TASK GOAL -
Reproduce each of the following entries line for line, with no changes.

(Entries taken from a collection)
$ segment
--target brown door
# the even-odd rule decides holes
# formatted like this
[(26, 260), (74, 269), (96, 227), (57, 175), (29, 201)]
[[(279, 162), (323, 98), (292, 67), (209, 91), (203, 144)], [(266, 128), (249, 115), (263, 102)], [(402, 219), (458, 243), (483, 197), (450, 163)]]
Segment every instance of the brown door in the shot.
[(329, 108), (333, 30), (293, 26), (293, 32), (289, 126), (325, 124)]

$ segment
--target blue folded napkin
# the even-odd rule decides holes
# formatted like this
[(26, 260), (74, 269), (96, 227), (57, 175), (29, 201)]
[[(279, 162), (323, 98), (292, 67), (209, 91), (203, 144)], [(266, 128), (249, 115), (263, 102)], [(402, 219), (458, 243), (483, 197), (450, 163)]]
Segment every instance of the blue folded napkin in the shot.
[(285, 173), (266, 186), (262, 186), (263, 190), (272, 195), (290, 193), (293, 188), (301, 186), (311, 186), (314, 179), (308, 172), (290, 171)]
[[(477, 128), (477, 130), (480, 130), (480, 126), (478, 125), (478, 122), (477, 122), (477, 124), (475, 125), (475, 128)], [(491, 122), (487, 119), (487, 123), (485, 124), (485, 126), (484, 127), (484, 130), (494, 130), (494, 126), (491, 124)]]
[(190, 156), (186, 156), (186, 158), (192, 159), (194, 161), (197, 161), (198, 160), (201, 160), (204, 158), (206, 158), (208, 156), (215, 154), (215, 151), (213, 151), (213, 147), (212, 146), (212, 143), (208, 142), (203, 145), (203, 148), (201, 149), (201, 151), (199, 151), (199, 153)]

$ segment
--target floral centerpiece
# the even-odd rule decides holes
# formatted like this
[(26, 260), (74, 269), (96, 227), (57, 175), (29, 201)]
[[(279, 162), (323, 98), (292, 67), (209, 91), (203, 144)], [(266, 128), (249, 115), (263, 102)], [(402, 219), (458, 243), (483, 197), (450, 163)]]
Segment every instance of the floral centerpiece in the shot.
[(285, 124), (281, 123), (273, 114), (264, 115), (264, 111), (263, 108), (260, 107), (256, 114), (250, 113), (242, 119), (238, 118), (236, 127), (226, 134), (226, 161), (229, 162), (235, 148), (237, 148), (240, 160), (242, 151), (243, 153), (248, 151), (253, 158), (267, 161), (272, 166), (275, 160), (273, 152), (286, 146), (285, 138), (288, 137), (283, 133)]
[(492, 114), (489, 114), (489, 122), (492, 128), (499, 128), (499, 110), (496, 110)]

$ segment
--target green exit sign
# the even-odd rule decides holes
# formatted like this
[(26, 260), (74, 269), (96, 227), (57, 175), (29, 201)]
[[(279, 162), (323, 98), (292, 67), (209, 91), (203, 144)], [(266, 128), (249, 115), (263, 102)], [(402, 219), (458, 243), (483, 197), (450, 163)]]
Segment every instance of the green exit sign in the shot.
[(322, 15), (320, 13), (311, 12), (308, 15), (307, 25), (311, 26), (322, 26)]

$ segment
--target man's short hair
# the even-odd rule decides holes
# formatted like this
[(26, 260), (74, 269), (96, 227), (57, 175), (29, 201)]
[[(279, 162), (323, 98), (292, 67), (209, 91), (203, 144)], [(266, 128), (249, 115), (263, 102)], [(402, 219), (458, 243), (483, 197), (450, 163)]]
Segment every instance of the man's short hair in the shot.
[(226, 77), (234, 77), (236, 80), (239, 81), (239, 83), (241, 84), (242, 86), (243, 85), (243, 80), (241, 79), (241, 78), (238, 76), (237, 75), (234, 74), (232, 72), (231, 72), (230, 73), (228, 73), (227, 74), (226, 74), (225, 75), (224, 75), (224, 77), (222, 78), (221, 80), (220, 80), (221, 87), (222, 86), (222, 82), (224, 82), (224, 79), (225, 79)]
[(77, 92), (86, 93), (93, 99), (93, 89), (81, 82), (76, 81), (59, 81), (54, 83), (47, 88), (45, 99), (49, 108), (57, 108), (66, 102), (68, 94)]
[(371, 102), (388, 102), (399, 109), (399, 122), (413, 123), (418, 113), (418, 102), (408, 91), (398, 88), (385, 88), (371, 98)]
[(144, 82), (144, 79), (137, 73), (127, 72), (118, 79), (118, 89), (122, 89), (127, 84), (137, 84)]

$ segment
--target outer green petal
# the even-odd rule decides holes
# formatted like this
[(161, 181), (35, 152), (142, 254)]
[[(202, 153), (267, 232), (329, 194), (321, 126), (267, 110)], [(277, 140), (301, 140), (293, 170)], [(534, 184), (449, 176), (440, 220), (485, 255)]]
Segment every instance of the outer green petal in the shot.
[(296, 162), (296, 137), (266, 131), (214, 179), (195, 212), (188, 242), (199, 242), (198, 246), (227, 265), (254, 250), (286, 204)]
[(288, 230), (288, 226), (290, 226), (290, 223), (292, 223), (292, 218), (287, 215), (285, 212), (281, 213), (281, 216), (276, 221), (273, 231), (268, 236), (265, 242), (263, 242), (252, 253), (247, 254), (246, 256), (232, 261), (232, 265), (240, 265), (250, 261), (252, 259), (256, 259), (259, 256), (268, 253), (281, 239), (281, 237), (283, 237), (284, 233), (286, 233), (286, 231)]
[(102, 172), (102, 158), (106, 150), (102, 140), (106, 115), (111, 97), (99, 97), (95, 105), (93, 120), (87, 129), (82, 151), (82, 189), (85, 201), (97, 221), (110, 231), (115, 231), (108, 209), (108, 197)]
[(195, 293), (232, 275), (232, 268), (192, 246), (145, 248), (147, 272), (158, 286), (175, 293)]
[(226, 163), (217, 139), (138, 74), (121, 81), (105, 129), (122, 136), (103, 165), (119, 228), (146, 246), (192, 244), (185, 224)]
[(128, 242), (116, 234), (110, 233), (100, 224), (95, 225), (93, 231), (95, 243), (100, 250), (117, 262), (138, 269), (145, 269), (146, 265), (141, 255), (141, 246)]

EXERCISE OUTPUT -
$ segment
--target brown door
# the even-odd rule decides holes
# formatted like this
[(26, 260), (74, 269), (96, 227), (57, 175), (29, 201)]
[[(279, 162), (323, 98), (292, 67), (209, 91), (203, 144)], [(266, 128), (249, 115), (263, 102)], [(402, 219), (458, 243), (483, 197), (450, 163)]]
Segment every instance of the brown door in the shot.
[(329, 108), (333, 30), (293, 26), (293, 32), (289, 126), (325, 124)]

$ segment
--target blue folded napkin
# the even-odd rule decides holes
# formatted like this
[(26, 260), (74, 269), (96, 227), (57, 175), (29, 201)]
[[(279, 162), (323, 98), (292, 67), (209, 91), (203, 144)], [(266, 128), (249, 115), (263, 102)], [(402, 219), (458, 243), (483, 197), (450, 163)]]
Segment every instance of the blue folded napkin in the shot.
[(285, 173), (266, 186), (262, 186), (263, 190), (272, 195), (290, 193), (293, 188), (301, 186), (311, 186), (314, 179), (308, 172), (290, 171)]
[[(477, 128), (477, 130), (480, 130), (480, 126), (478, 125), (478, 122), (477, 122), (477, 124), (475, 125), (475, 128)], [(491, 122), (487, 119), (487, 123), (485, 124), (485, 126), (484, 127), (484, 130), (494, 130), (494, 126), (491, 124)]]
[(190, 156), (186, 156), (186, 158), (192, 159), (194, 161), (197, 161), (198, 160), (201, 160), (204, 158), (206, 158), (208, 156), (215, 154), (215, 151), (213, 151), (213, 147), (212, 146), (212, 143), (208, 142), (203, 145), (203, 148), (201, 149), (201, 151), (199, 151), (199, 153)]

$ segment
--target floral centerpiece
# the even-odd rule decides holes
# formatted like this
[(26, 260), (74, 269), (96, 227), (57, 175), (29, 201)]
[[(279, 162), (323, 98), (292, 67), (209, 91), (203, 144)], [(266, 128), (249, 115), (263, 102)], [(402, 219), (458, 243), (483, 197), (450, 163)]]
Segment every instance of the floral centerpiece in the shot.
[(285, 124), (281, 123), (273, 114), (264, 115), (264, 111), (263, 108), (260, 107), (256, 114), (250, 113), (242, 119), (238, 118), (236, 127), (226, 134), (226, 161), (229, 162), (235, 148), (237, 148), (240, 160), (242, 151), (243, 153), (248, 151), (253, 158), (267, 161), (272, 166), (275, 160), (273, 152), (286, 146), (285, 138), (288, 137), (283, 133)]
[(492, 114), (489, 114), (489, 122), (492, 128), (499, 128), (499, 110), (496, 110)]

$ segment
--target green exit sign
# the even-odd rule decides holes
# formatted like this
[(26, 260), (74, 269), (96, 227), (57, 175), (29, 201)]
[[(279, 162), (323, 98), (292, 67), (209, 91), (203, 144)], [(266, 128), (249, 115), (263, 102)], [(402, 219), (458, 243), (483, 197), (450, 163)]]
Segment every instance of the green exit sign in the shot.
[(322, 15), (320, 13), (311, 12), (308, 15), (307, 25), (311, 26), (322, 26)]

$ segment
--target man's short hair
# the even-odd rule decides holes
# formatted like this
[(26, 260), (74, 269), (96, 227), (57, 175), (29, 201)]
[[(279, 162), (323, 98), (292, 67), (209, 91), (203, 144)], [(266, 128), (249, 115), (263, 102)], [(402, 219), (458, 243), (483, 197), (450, 163)]]
Segment every instance of the man's short hair in the shot.
[(226, 77), (234, 77), (236, 80), (239, 81), (239, 83), (241, 84), (242, 86), (243, 85), (243, 80), (241, 79), (241, 78), (238, 76), (237, 75), (234, 74), (232, 72), (231, 72), (230, 73), (228, 73), (227, 74), (226, 74), (225, 75), (224, 75), (224, 77), (222, 78), (221, 80), (220, 80), (221, 87), (222, 86), (222, 82), (224, 82), (224, 79), (225, 79)]
[(77, 92), (86, 93), (93, 99), (93, 89), (81, 82), (76, 81), (59, 81), (54, 83), (47, 88), (45, 99), (49, 108), (57, 108), (66, 102), (68, 94)]
[(371, 102), (388, 102), (399, 109), (399, 122), (413, 123), (418, 113), (418, 102), (408, 91), (398, 88), (385, 88), (371, 98)]
[(144, 82), (144, 79), (137, 73), (127, 72), (118, 79), (118, 89), (122, 89), (127, 84), (137, 84)]

$ segment
--target outer green petal
# the even-odd rule decides holes
# formatted like this
[(161, 181), (35, 152), (142, 254)]
[[(202, 153), (267, 232), (329, 194), (321, 126), (267, 110)], [(277, 140), (301, 140), (293, 170)], [(534, 184), (449, 176), (440, 220), (485, 255)]]
Segment every instance of the outer green petal in the shot.
[(296, 162), (296, 137), (266, 131), (214, 179), (195, 212), (188, 242), (199, 242), (198, 246), (227, 265), (254, 250), (286, 204)]
[(288, 230), (288, 226), (290, 226), (290, 223), (292, 223), (292, 218), (287, 215), (285, 212), (281, 213), (281, 216), (276, 221), (273, 231), (268, 236), (265, 242), (263, 242), (252, 253), (247, 254), (246, 256), (232, 261), (232, 265), (240, 265), (250, 261), (252, 259), (256, 259), (259, 256), (268, 253), (281, 239), (281, 237), (283, 237), (284, 233), (286, 233), (286, 231)]
[(102, 172), (102, 158), (106, 150), (102, 140), (106, 115), (111, 97), (99, 97), (95, 105), (93, 120), (87, 129), (82, 151), (82, 189), (85, 201), (97, 221), (110, 231), (115, 231), (108, 209), (108, 197)]
[(195, 293), (232, 275), (232, 268), (192, 246), (145, 248), (147, 272), (158, 286), (175, 293)]
[(226, 163), (217, 139), (138, 74), (121, 81), (105, 129), (122, 136), (103, 165), (119, 228), (146, 246), (192, 244), (185, 224)]
[(128, 242), (116, 234), (110, 233), (100, 224), (95, 225), (93, 231), (95, 243), (100, 250), (117, 262), (138, 269), (145, 269), (146, 265), (141, 255), (141, 246)]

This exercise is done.